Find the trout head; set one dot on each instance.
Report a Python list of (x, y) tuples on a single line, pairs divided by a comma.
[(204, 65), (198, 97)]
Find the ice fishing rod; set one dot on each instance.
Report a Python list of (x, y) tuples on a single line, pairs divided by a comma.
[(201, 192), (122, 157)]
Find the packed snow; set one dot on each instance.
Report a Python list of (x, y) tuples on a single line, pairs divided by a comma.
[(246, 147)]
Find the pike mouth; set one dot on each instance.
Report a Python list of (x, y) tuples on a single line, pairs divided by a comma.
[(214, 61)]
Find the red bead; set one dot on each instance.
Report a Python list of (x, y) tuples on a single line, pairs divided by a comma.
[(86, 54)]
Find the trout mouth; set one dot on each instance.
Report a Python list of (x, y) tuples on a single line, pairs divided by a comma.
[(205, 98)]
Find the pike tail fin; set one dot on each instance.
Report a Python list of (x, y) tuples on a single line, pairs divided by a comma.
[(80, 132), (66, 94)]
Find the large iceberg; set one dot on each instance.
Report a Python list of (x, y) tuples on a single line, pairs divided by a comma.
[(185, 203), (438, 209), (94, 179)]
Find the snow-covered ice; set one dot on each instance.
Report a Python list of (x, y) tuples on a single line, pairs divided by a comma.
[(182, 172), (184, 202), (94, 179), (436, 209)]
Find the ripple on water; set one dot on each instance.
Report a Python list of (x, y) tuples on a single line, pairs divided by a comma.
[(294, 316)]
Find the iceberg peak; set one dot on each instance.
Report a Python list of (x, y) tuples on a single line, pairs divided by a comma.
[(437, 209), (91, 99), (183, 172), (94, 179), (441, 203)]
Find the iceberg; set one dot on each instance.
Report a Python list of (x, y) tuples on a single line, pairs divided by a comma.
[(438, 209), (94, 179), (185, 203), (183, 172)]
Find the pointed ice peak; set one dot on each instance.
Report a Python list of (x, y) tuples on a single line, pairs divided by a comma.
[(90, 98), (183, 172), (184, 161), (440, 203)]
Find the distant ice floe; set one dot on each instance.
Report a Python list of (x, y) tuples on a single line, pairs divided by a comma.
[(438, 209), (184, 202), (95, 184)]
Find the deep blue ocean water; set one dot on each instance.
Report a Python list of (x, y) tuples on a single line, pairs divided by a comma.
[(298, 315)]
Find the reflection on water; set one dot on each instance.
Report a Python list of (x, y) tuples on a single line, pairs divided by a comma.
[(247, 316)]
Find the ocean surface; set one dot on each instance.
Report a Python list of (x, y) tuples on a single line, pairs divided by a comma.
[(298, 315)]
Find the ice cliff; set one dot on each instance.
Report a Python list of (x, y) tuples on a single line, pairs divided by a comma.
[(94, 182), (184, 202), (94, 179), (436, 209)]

To be done –
Give each line of the listing above as a JSON list of strings, one string per line, with blank lines left out.

Exercise result –
[
  "Find the trout head; set one dot on each instance.",
  "Report a Python list of (x, y) tuples on a single line, pairs divided by a comma.",
  "[(204, 65), (198, 97)]",
  "Find the ice fishing rod; set one dot on each instance.",
  "Report a Python list of (x, y) tuples on a single line, pairs divided by a comma.",
  "[(201, 192), (122, 157)]",
  "Find the packed snow; set one dot on each instance.",
  "Report a Python list of (x, y) tuples on a single line, pairs divided by a comma.",
  "[(246, 147)]",
  "Find the pike mouth; set one dot on each instance.",
  "Report a Python list of (x, y) tuples on a single line, pairs divided by a comma.",
  "[(214, 61)]",
  "Find the red bead; set one dot on each instance.",
  "Report a Python list of (x, y) tuples on a single line, pairs divided by a comma.",
  "[(86, 54)]",
  "Find the trout mouth; set one dot on each instance.",
  "Report a Python list of (x, y) tuples on a single line, pairs divided by a comma.",
  "[(205, 98)]",
  "Find the pike tail fin; set one dot on each instance.",
  "Report a Python list of (x, y) tuples on a single line, pairs divided by a comma.",
  "[(80, 132), (66, 94)]",
  "Find the large iceberg; set one dot on each instance.",
  "Report a Python list of (x, y) tuples on a single line, pairs divided by a comma.",
  "[(185, 203), (438, 209), (94, 179)]",
  "Find the snow-covered ice; set one dot on each instance.",
  "Report a Python list of (x, y) tuples on a single line, pairs divided by a comma.",
  "[(182, 172), (184, 202), (94, 179), (436, 209)]",
  "Find the ripple on water; set one dot on each instance.",
  "Report a Python list of (x, y) tuples on a single line, pairs divided by a comma.",
  "[(294, 316)]",
  "Find the iceberg peak; set one dot on each instance.",
  "Report a Python list of (x, y) tuples on a single line, pairs divided by a comma.",
  "[(437, 209), (91, 99), (183, 172), (94, 179), (441, 203)]",
  "Find the iceberg; set one dot on each instance.",
  "Report a Python list of (x, y) tuples on a single line, pairs divided by a comma.",
  "[(438, 209), (94, 179), (185, 203), (183, 172)]",
  "Find the pointed ice peak; set one dot on each instance.",
  "Report a Python list of (x, y) tuples on a single line, pairs divided by a comma.",
  "[(90, 98), (183, 172), (184, 161), (440, 203)]",
  "Find the distant ice floe; set one dot on each instance.",
  "Report a Python list of (x, y) tuples on a single line, pairs divided by a comma.",
  "[(438, 209), (184, 202), (95, 184)]",
  "Find the deep blue ocean water; set one dot on each instance.",
  "Report a Python list of (x, y) tuples on a single line, pairs divided by a comma.",
  "[(298, 315)]",
  "Find the reflection on water; set one dot on each instance.",
  "Report a Python list of (x, y) tuples on a single line, pairs divided by a comma.",
  "[(247, 316)]",
  "Find the ocean surface; set one dot on each instance.",
  "Report a Python list of (x, y) tuples on a single line, pairs divided by a comma.",
  "[(298, 315)]",
  "Find the ice cliff; set one dot on each instance.",
  "Report a Python list of (x, y) tuples on a single line, pairs divided by a comma.",
  "[(94, 182), (184, 202), (94, 179), (436, 209)]"
]